▶ _WHAT YOU SHOULD DO_: If a record contains an image, leave the image out and repeat everything else exactly.

___ DATA FOR PROCESSING ___

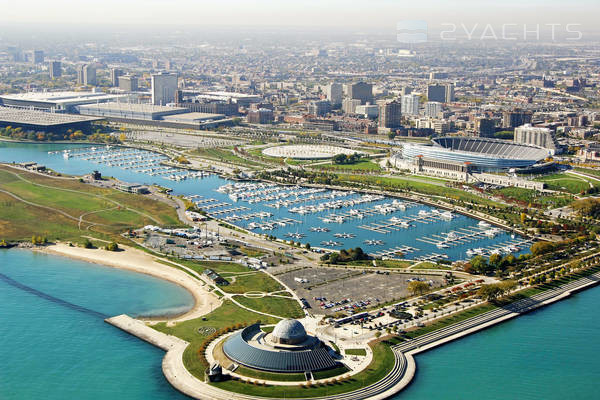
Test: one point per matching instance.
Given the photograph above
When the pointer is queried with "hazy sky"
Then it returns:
(300, 13)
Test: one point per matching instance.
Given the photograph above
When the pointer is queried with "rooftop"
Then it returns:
(29, 117)
(65, 97)
(131, 107)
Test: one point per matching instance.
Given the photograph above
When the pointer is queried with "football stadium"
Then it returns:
(481, 154)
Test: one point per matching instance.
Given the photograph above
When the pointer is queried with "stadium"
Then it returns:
(482, 154)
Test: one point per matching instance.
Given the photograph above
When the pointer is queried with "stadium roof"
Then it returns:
(64, 98)
(40, 118)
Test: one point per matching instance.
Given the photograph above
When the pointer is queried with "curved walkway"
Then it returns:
(404, 366)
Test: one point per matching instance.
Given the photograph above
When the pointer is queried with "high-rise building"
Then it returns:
(55, 69)
(128, 83)
(320, 108)
(37, 56)
(335, 93)
(536, 136)
(512, 119)
(449, 93)
(485, 127)
(360, 91)
(437, 75)
(349, 105)
(390, 115)
(368, 110)
(441, 93)
(436, 93)
(410, 104)
(115, 73)
(86, 74)
(433, 109)
(164, 86)
(260, 116)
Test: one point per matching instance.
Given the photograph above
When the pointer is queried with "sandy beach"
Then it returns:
(136, 260)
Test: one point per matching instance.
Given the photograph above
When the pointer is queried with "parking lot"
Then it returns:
(333, 290)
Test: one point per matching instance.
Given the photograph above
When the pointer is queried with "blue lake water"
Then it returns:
(548, 354)
(54, 343)
(421, 235)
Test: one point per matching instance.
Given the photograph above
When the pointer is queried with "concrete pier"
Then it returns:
(139, 329)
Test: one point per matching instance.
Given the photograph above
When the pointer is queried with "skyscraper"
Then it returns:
(433, 109)
(115, 73)
(449, 92)
(511, 119)
(55, 69)
(335, 93)
(436, 93)
(86, 74)
(37, 57)
(128, 83)
(164, 86)
(319, 108)
(360, 91)
(410, 104)
(485, 127)
(390, 115)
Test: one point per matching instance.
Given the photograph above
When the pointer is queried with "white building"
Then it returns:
(410, 104)
(536, 136)
(433, 109)
(164, 86)
(367, 110)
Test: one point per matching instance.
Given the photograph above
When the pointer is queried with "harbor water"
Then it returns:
(382, 226)
(55, 344)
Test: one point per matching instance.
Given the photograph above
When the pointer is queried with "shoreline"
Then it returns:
(134, 260)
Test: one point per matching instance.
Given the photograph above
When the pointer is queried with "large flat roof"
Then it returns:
(65, 97)
(30, 117)
(131, 107)
(193, 117)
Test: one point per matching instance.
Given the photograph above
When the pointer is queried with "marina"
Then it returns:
(139, 161)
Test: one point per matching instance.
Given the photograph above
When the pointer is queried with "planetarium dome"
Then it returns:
(288, 331)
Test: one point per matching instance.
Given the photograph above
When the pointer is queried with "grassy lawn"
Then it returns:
(383, 361)
(217, 266)
(270, 376)
(330, 373)
(19, 221)
(533, 197)
(355, 352)
(362, 165)
(224, 155)
(286, 308)
(589, 171)
(567, 183)
(225, 316)
(258, 281)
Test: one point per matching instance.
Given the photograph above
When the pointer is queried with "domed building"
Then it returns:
(287, 349)
(288, 331)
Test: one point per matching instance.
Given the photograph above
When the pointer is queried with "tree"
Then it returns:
(418, 288)
(539, 248)
(112, 246)
(490, 292)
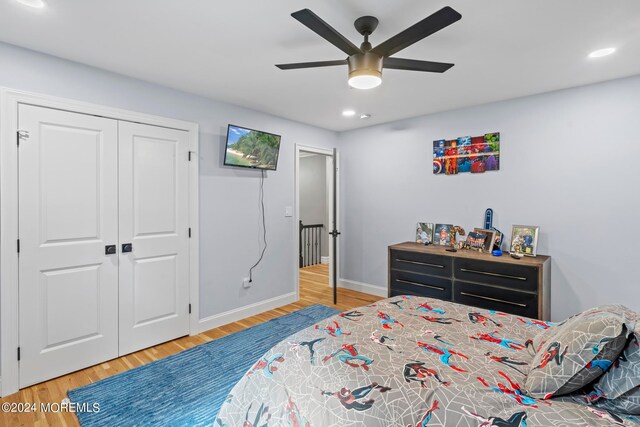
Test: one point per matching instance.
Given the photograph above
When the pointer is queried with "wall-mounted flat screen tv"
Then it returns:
(250, 148)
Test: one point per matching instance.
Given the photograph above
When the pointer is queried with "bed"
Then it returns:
(405, 361)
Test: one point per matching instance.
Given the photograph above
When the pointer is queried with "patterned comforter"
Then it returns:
(404, 361)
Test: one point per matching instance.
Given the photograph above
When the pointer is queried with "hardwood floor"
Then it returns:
(314, 289)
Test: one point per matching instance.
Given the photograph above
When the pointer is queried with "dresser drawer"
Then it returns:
(436, 265)
(513, 302)
(403, 282)
(510, 276)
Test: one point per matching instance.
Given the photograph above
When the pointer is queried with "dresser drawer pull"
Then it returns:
(493, 299)
(493, 274)
(420, 284)
(420, 263)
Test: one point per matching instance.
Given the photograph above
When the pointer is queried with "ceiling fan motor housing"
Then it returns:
(365, 64)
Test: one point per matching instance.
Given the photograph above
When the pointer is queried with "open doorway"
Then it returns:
(315, 222)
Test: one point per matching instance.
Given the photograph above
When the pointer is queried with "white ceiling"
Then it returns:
(226, 50)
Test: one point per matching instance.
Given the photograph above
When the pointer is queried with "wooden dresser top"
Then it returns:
(470, 254)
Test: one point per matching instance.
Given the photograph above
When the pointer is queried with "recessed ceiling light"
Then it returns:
(602, 52)
(39, 4)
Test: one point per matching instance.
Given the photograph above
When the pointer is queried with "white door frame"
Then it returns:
(329, 153)
(10, 99)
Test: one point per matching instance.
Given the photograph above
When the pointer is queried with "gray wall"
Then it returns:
(229, 219)
(313, 195)
(569, 163)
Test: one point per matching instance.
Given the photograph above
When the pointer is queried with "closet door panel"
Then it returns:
(68, 213)
(154, 276)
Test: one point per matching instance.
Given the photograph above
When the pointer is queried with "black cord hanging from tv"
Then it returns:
(264, 226)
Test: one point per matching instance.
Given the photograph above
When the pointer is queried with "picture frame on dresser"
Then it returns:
(424, 233)
(442, 235)
(491, 238)
(524, 239)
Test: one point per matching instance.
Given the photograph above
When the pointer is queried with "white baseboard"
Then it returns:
(363, 287)
(240, 313)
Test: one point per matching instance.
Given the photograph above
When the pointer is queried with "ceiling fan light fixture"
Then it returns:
(602, 52)
(364, 81)
(365, 70)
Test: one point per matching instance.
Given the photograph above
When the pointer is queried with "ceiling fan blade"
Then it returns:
(324, 30)
(311, 64)
(415, 65)
(429, 25)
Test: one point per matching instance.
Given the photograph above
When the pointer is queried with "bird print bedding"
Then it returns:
(405, 361)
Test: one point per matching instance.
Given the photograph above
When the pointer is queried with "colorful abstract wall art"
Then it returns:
(475, 154)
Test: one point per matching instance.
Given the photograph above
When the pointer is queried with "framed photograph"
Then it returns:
(442, 234)
(491, 238)
(476, 240)
(424, 233)
(524, 239)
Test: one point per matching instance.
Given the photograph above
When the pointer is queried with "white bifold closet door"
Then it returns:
(87, 183)
(68, 213)
(154, 276)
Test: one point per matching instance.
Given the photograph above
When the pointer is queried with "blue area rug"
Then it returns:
(188, 388)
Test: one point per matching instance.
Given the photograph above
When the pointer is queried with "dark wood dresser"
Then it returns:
(520, 287)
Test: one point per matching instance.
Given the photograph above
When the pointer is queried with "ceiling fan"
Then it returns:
(366, 62)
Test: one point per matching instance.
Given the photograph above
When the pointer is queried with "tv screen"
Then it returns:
(251, 148)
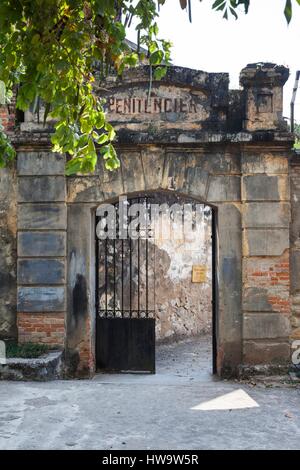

___

▶ _TASK RESPONSE_:
Test: one point per matching instance.
Given the photograph above
When the pointer is queried with "hazy sky"
Then it returns:
(300, 13)
Test: one point per matching instance.
Given the photograph above
When the pointer is queried with "rooftop"
Then it returns:
(29, 117)
(65, 97)
(131, 107)
Test: one point per matching instance.
Given the photograph above
When the pointer is queried with "football stadium"
Then it returns:
(481, 154)
Test: one point per matching instance.
Given the photograph above
When the pointer is queried with "stadium"
Then it returns:
(482, 154)
Test: one point per matching instance.
Given the photograph above
When the pointer is queried with "stadium roof"
Then it returns:
(64, 98)
(40, 118)
Test: one point per matching instance.
Given the photograph above
When the pointer is queried with "curved walkway"
Then it returns:
(404, 366)
Test: one point per matching instance.
Given the photograph above
When the pointer is queried with "high-rise building"
Then it returns:
(55, 69)
(128, 83)
(320, 108)
(37, 56)
(335, 93)
(536, 136)
(512, 119)
(449, 93)
(485, 127)
(360, 91)
(437, 75)
(349, 105)
(390, 115)
(368, 110)
(441, 93)
(436, 93)
(410, 104)
(115, 73)
(86, 74)
(433, 109)
(164, 86)
(260, 116)
Test: one point per matching instance.
Given the photograph above
When the pointer is queried with "sandy beach"
Then it returns:
(136, 260)
Test: one point per matching instance.
Given the photograph above
When the pointer is queried with "parking lot"
Then it returns:
(333, 290)
Test: one point per matching instance.
Given the photograph above
When the pointer is queried with "blue lake water"
Then it returns:
(548, 354)
(54, 343)
(421, 235)
Test: one point per matching instance.
Given the photograph above
When the pointer is queried with "concrete pier"
Then it returns:
(139, 329)
Test: one point per matching instance.
Given the photograph above
When the pointer is queried with "skyscraper"
Then it returns:
(433, 109)
(115, 73)
(449, 92)
(511, 119)
(55, 69)
(335, 93)
(436, 93)
(86, 74)
(37, 57)
(128, 83)
(164, 86)
(319, 108)
(360, 91)
(410, 104)
(485, 127)
(390, 115)
Test: one point per matching instance.
Given the photograph above
When the pointer is queried with "white building"
Then it returns:
(410, 104)
(536, 136)
(433, 109)
(164, 86)
(367, 110)
Test: one point per matching instance.
Given the photograph above
When the pointer is queried with "harbor water"
Then it returns:
(382, 226)
(55, 344)
Test: one point per matching instance.
Given the photograph above
When the pointer is queried with "shoreline"
Then it returns:
(134, 260)
Test: one point per matching instance.
Given the photograph above
When the pointer is queried with "large flat roof"
Then it returns:
(65, 97)
(30, 117)
(131, 107)
(193, 117)
Test: one point per matching instance.
Given the photograph above
When the pointer is queried with "marina"
Then it returns:
(139, 161)
Test: one point per matching instance.
Given the photograph above
When the pointer is queried with "planetarium dome"
Then it returns:
(288, 331)
Test: one point per matching instance.
Given the photograph above
When the pointer is queried with "grassy lawn"
Then it returns:
(383, 361)
(217, 266)
(270, 376)
(330, 373)
(19, 221)
(533, 197)
(355, 352)
(362, 165)
(224, 155)
(286, 308)
(589, 171)
(567, 183)
(225, 316)
(258, 281)
Test: one point per matching instance.
Given the photograph above
When the pointer is queried with "domed building"
Then it returns:
(287, 349)
(288, 331)
Test: one point per matching instance.
Given the photograph above
When the pointer is queried with "tree"
Then it returns:
(418, 288)
(539, 248)
(112, 246)
(490, 292)
Test: one point per matching instance.
Given the photograph above
When the pointer is queried with "wall-mounted flat screen tv"
Then it returns:
(250, 148)
Test: one point per matching instance.
Given the photograph above
When the pointer is queried with "bed"
Then it returns:
(405, 361)
Test: one point per matching instance.
Given the photograph above
When the pointer is queried with "patterned comforter"
Then it returns:
(404, 361)
Test: one point per matching instance.
Given the photograph above
When the pointer is queried with "hardwood floor"
Then it returns:
(314, 289)
Test: one point per matching instance.
Given the photograph above
When the pointer is queried with "dresser drawer"
Then it returns:
(436, 265)
(513, 302)
(403, 282)
(510, 276)
Test: one point per matching instance.
Given the photograph above
When the pointer is queried with "dresser drawer pull"
Then it returns:
(493, 299)
(493, 274)
(420, 284)
(420, 263)
Test: one point per matching instance.
Given the photograph above
When the pointer is queried with "ceiling fan motor housing"
Then it returns:
(365, 64)
Test: one point per matching instance.
Given the photograph above
When the pointer is queried with "open doorway"
Then it returns:
(315, 222)
Test: one point per matching instance.
Given the photograph above
When the pointer is queried with "white ceiling"
Then it returns:
(226, 50)
Test: one point per matching instance.
Given the photograph above
When the pointer is queried with "wooden dresser top"
Then it returns:
(470, 254)
Test: one point per matching instance.
Given the photograph above
When the pointer is queried with "recessed ceiling light"
Then it returns:
(602, 52)
(39, 4)
Test: one point per matching instance.
Given the photograph above
When the pointer is queried with "white door frame"
Then it returns:
(329, 153)
(10, 99)
Test: one point per matching instance.
Given the photograph above
When the pointer is queried with "gray wall"
Then it returns:
(229, 219)
(313, 195)
(569, 163)
Test: one point per matching instance.
Given the photograph above
When the pointer is queried with "closet door panel"
Then it returns:
(68, 213)
(154, 276)
Test: one point per matching instance.
Given the photograph above
When the pointer is queried with "black cord hanging from tv"
Then it returns:
(264, 226)
Test: one point per matching instance.
Given the photograph above
When the pointer is queried with "picture frame on dresser"
Then it returns:
(424, 233)
(442, 235)
(491, 238)
(524, 239)
Test: one point per matching instance.
Given the photograph above
When the pointer is queried with "white baseboard"
Then it returns:
(363, 287)
(240, 313)
Test: one point per matching instance.
Given the photograph above
When the pointer is queried with "ceiling fan light fixture"
Then it returns:
(602, 52)
(364, 81)
(365, 70)
Test: one point per matching instance.
Given the photograph above
When the pointer is queried with "ceiling fan blade"
Then it returns:
(324, 30)
(311, 64)
(415, 65)
(429, 25)
Test: one point per matching instance.
Given the photograph above
When the pointer is queried with "bird print bedding"
Then it returns:
(405, 361)
Test: one point per matching instance.
Given the photograph above
When the pointer is queried with "colorful abstract wall art"
Then it returns:
(475, 154)
Test: one point per matching instance.
Given the photograph above
When the pointer is queried with "framed photograph"
Then it returns:
(442, 234)
(491, 238)
(476, 240)
(424, 233)
(524, 239)
Test: one point per matching instance.
Given the photograph above
When the pointer is queried with "white bifold closet door"
Then it returns:
(87, 183)
(68, 213)
(154, 276)
Test: one point per matching instance.
Given the photograph above
When the pointer is queried with "blue area rug"
Then it returns:
(188, 388)
Test: one point per matching instance.
Given the photograph above
When the pointer is queried with "dark wood dresser"
Then it returns:
(520, 287)
Test: one point per matching instance.
Given the photograph above
When the pointer is queried with "ceiling fan"
Then it returns:
(366, 62)
Test: one point per matching instance.
Given the photograph above
When the pointer is queried with "tv screen"
Then it returns:
(251, 148)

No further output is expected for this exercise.